The records must be duplicated exactly, with every picture left out.

→ **SOURCE DATA**
Segment Open

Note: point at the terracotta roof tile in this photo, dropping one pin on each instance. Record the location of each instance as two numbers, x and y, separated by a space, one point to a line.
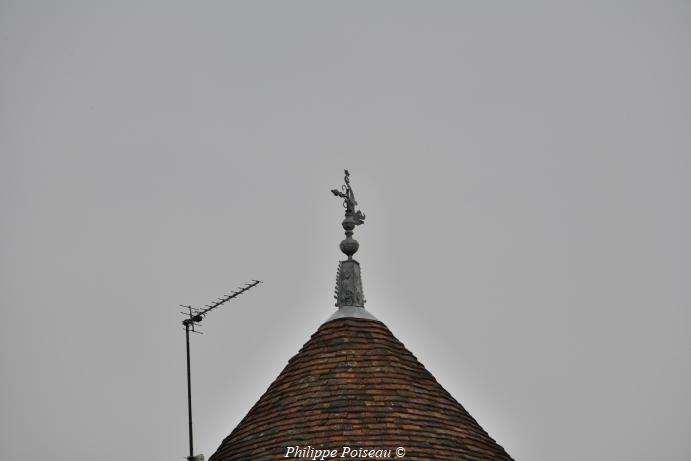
354 384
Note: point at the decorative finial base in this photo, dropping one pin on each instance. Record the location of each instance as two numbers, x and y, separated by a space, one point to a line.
349 285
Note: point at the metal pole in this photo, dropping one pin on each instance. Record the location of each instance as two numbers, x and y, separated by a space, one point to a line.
189 389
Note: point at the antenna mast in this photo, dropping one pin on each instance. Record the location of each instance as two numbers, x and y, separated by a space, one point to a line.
194 318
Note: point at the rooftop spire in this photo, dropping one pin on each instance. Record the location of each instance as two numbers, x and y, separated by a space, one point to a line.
348 281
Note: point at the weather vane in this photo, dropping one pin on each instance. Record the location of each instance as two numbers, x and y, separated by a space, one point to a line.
349 202
348 281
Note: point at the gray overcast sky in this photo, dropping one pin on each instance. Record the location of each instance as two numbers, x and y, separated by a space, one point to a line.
524 168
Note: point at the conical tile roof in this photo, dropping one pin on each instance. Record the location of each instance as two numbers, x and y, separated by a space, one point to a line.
353 384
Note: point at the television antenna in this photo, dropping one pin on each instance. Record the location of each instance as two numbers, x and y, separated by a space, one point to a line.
192 321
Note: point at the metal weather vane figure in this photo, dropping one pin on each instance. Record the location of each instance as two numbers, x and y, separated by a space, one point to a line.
349 202
348 281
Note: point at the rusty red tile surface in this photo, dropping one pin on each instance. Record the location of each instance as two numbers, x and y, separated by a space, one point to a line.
354 384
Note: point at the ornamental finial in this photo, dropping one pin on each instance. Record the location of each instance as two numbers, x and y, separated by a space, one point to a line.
348 280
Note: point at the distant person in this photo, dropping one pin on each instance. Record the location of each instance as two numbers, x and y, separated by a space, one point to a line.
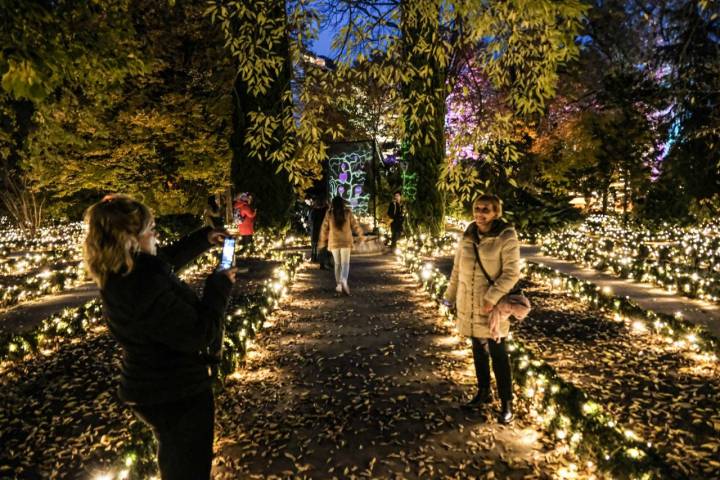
396 212
164 329
212 215
245 218
492 241
336 234
317 215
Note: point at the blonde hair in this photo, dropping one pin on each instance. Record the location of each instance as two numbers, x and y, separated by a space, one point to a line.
114 224
493 200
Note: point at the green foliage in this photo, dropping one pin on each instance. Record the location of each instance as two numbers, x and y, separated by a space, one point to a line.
524 44
156 129
265 41
53 45
536 214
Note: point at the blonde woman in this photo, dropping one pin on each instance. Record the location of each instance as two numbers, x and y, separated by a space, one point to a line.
491 244
336 234
165 330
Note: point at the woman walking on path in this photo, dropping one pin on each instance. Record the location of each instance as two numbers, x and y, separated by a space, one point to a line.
168 335
336 234
493 242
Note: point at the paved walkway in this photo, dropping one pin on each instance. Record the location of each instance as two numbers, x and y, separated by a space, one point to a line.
646 295
366 386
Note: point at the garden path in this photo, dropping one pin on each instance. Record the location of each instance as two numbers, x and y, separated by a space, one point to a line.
366 386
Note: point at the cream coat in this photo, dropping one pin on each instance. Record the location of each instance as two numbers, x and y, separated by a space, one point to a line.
499 250
335 237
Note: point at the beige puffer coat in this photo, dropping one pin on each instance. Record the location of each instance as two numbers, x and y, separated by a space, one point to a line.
499 250
335 237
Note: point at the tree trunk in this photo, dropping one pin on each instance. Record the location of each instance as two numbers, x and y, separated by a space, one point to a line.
274 196
425 127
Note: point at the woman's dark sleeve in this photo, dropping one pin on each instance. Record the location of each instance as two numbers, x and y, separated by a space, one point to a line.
183 251
189 326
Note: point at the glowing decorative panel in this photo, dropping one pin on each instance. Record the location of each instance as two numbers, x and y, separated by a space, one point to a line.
348 166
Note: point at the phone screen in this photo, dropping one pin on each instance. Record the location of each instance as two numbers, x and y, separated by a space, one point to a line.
228 255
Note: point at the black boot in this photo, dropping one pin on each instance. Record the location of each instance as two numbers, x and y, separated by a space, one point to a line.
506 414
482 397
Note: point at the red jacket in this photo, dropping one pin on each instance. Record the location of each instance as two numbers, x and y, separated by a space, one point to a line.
247 226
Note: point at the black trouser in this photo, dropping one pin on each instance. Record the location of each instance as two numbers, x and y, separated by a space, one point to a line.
184 431
483 349
246 240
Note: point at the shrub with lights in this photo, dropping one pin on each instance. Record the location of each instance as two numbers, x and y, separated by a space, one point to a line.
680 260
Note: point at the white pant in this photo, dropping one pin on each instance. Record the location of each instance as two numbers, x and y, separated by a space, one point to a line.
341 256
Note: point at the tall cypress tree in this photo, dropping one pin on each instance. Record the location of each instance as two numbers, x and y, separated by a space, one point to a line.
424 93
252 169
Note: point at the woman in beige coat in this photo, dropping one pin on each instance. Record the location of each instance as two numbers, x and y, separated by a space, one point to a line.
496 244
336 234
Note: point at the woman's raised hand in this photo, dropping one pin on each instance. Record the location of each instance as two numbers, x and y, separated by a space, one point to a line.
216 236
230 273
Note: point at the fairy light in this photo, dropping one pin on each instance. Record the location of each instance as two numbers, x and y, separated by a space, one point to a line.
685 260
549 404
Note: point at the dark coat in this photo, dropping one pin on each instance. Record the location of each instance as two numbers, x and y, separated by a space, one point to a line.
163 327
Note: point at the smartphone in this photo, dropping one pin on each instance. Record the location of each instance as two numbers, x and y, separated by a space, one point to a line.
227 259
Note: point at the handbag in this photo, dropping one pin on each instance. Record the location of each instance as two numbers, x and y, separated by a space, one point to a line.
515 291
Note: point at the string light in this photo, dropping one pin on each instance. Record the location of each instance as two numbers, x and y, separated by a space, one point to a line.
680 260
592 430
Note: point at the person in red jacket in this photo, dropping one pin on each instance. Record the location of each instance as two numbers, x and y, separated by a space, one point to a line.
245 217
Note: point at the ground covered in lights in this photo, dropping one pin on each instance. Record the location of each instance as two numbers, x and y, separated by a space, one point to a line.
659 392
367 386
665 395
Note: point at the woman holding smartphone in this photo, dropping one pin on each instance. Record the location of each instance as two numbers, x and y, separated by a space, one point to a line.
164 329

Segment Closed

→ **OUTPUT OF THE EXERCISE**
Note: point at the terracotta roof tile in this photo, dropping one pin on each instance. Record the location of each instance as two numbers, x and y, separated by a space, one point to a line.
354 384
Note: point at the decorative finial base in this photo, dropping one pin on each instance. Record the location of each instance as two numbers, x and y, separated by a space, one point to a line.
349 285
Note: point at the metal pole in this photo, dropping one pin on each instance. Record the location of each instance as two numbers, x and y, separated by a space, one point to a line.
189 389
Note: point at the antenna mast in this photo, dropping one pin on each instance. Record the location of each instance as two numbers, x and y, separated by a space, one point to a line.
194 318
Note: point at the rooftop spire in this photo, dropping one pin on each instance. Record the location of each instance as two numbers, x and y, separated by a space, one point to a line.
348 281
Note: point at the weather vane in this photo, dropping one pin on each instance. Record the location of each instance as two numbers, x and y, separated by a space, one point to a line.
349 202
348 281
Note: point at the gray overcast sky in this photo, dropping one pin on each instance. Record the location of each instance as two numbers, x and y, separated by a space, one point to a line.
524 168
Note: point at the conical tile roof in this photo, dropping one pin on each instance. Record the location of each instance as two numbers, x and y, separated by a space, one point to a line.
353 384
Note: point at the television antenna in this photo, dropping one pin on each instance. Record the location of each instance as two numbers, x and y, separated by a space, one point to a line.
192 321
Note: point at the metal weather vane figure in this photo, dropping one pin on each instance. Record the location of each instance as two numbers, x and y, separated by a space, one point to a line.
349 202
348 281
Note: point at the rusty red tile surface in this photo, dropping one pin on each instance. Record the location of each instance as two numbers, x and y, separated by a space, one point to a line.
354 384
Note: point at the ornamental finial in this photo, dropping one pin on each instance. Record the location of each instance as two numbers, x and y, separated by a space, one point to a line.
348 280
Note: point at the distant person in this photo, dropping one pin on each instance. Record the location of each instance as two numbers, x and y, separated by a space, one point to a line.
396 212
164 329
212 215
245 218
492 241
336 234
317 215
Note: point at the blonde hair in this photo, dropping one pin on each instance. Record the location of each instance as two numbers, x and y, separated by a space, one point to a line.
114 224
493 200
Note: point at the green foliage in this photo, dropping one pin on each instance. Record the location of each instance as two numbers, x and y, separated by a space, one point to a line.
524 44
156 129
265 41
53 45
536 214
Note: point at the blonde woman in this photo, dropping one pin on each instance. Record the location of each instance as two numbers, x and y, separated by a space, one point to a line.
491 244
336 234
165 330
Note: point at the woman walking on path in this photo, dropping one pin on each instance. Record the location of each instance as two numbers, x and y, separated by a space, one point to a line.
168 335
336 234
493 242
Note: point at the paved walkway in this photo, dropping one pin on each instance. Record the location of each instance as two numbers, x and y, separated by a space, one point to a line.
646 295
366 386
Note: point at the garden path in this photo, dropping one pin on each instance. Record the location of each instance as two numbers, x and y, separated by a space, one point to a line.
366 386
Note: point at the cream coat in this photo, dropping one pin on each instance. Record the location of each instance as two numbers, x and y, separated by a space, one point to a line.
499 250
335 237
Note: point at the beige puffer coat in this photo, dropping one pin on each instance. Record the location of each instance as two numbers, x and y, separated by a space, one point to a line.
499 250
335 237
Note: point at the tree trunk in this photo, dropping one pin on each instance. Record the location of each instance as two numbers, x and y, separated by a space, one point to a line.
274 196
425 127
Note: point at the woman's dark sleeve in this photo, dropping one pin on each instance. Record the location of each instance as two numbers, x and y, separated by a space, one point to a line.
183 251
189 326
Note: point at the glowing decorative panel in this photo, dropping one pin on each instance. Record the location of each instance as two numbers, x and y, separated by a space, one point to a line.
348 166
Note: point at the phone screen in this photo, dropping one pin on each instance. Record the location of each instance as two numbers, x and y, separated by a space, one point to a line.
228 255
Note: point at the black boot in this photo, dropping one pin on each instance. Record the location of each instance as two numbers, x and y, separated by a space, one point to a line.
506 414
482 397
Note: point at the red jacket in this photo, dropping one pin on each instance. Record the location of each instance as two numbers, x and y, separated by a space, one point to a line.
247 226
Note: point at the black trouser in this photo, dropping one pin on each instance. Record the location of each instance as two numbers, x and y, separated by a space, one point to a line.
184 431
483 349
246 240
Note: point at the shrub with lights in this photo, dropping one pin on each instance. Record the location of each instance as two numbers, x and y, separated by a space, one point to a line.
680 260
Note: point at the white pant in this photo, dropping one pin on each instance. Record the location of each instance as two numbers, x and y, separated by a space, one point to a line.
341 256
Note: point at the tall cypress tree in this photo, dropping one pin on each instance. Record the location of each instance as two numbers, x and y, separated by a space, one point to a line.
424 93
252 169
Note: point at the woman in beige coat in this photo, dropping one pin on each instance. Record the location of each instance as two numbers, x and y, separated by a space, one point to a line.
496 244
336 234
Note: point at the woman's raised hand in this photo, dropping one pin on each instance. Record the location of each instance as two numbers, x and y, separated by a space, one point to a line.
216 236
230 273
Note: point at the fairy light in this photo, dropping one pin on each instance. Record the location of each instance as two numbers, x and y, separated by a space, one point to a line.
685 260
549 404
Note: point at the dark coat in this photo, dropping one pin on each instance. Record the location of each instance as two numbers, x and y, separated by a space, one point to a line.
163 327
Note: point at the smartphone in this photo, dropping one pin on each instance. Record the location of each instance as two numbers, x and y, separated by a space, one point to a line.
227 259
Note: point at the handbag in this photo, dropping one pin on each instance. Record the location of each instance as two numbers, x and y, separated by a space, one point to a line.
515 291
Note: point at the string light in this photo, dropping one pin on each instance. Record the location of each instance as two numbers, x and y, separated by a space, one point to a line.
680 260
592 430
Note: point at the person in red jacket in this photo, dropping one pin on each instance. Record the location of each instance as two numbers, x and y, separated by a space, one point to a line.
245 217
Note: point at the ground covered in lights in this photo, dropping one pin on each instance. Record the location of each instance as two numbers, x and y, separated by a space, one point to a line.
659 392
367 386
665 395
Note: point at the woman holding smartphone in this photo, dropping one pin on each instance. Record the location of each instance as two numbers, x and y, separated by a space, one point to a line.
164 329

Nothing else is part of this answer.